GIVEN TASK:
Please give the records below as a JSON list of strings, one string per line with blank lines left out. Begin at the line that has "For the evaluation set, spot each instance of the metal" and stop at the end of the records.

DATA LINES:
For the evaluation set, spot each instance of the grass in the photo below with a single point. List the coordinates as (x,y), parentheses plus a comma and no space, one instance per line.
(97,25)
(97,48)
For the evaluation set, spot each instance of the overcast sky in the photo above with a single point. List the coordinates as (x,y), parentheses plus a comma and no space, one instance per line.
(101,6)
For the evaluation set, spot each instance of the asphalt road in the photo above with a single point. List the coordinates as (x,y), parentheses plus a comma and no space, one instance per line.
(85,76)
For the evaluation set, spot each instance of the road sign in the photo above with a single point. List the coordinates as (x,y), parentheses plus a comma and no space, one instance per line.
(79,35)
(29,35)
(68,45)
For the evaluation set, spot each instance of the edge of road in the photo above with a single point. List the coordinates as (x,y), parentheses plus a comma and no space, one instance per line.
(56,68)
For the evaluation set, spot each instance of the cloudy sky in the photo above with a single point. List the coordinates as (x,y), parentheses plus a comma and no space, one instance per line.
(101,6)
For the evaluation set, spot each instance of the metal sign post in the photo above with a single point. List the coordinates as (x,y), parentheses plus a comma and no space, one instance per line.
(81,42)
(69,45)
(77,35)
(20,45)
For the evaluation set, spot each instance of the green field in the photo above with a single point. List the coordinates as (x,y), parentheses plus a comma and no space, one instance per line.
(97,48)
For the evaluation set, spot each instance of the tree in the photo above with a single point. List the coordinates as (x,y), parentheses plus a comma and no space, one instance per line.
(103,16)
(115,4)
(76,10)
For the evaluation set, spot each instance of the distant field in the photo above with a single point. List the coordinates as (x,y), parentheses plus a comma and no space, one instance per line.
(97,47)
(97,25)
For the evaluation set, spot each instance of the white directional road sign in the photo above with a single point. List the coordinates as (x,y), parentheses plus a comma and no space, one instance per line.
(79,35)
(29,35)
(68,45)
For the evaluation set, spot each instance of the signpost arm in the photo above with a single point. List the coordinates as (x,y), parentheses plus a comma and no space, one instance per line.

ANSWER TO THE TASK:
[
  "For the evaluation set, spot each instance of the metal sign post in the photo above with a single point. List the coordinates as (x,y), parentheses plus a comma and no space, one instance per line.",
  "(81,42)",
  "(69,45)",
  "(77,35)",
  "(20,45)",
  "For the evaluation set, spot each instance of the green field in the photo above with a single point. List the coordinates as (x,y), parentheses plus a comma and no space, one instance per line.",
  "(97,48)",
  "For the evaluation set, spot each instance of the tree in the photo above with a single point. List the coordinates as (x,y), parentheses plus a comma and no space, one instance per line.",
  "(103,16)",
  "(115,4)",
  "(76,10)",
  "For the evaluation set, spot each instance of the distant field in the photo above with a single point. List the coordinates as (x,y), parentheses plus a comma and no space, one instance per line.",
  "(97,47)",
  "(97,25)",
  "For the evaluation set, spot each instance of the white directional road sign in the photo above with a single point. List the coordinates as (x,y), parentheses plus a comma and no space, one instance per line.",
  "(79,35)",
  "(29,35)",
  "(68,45)",
  "For the evaluation set, spot each instance of the signpost arm in the photo above with a single point. List the coordinates as (x,y), parentheses plus a comma and no space, one instance per line."
]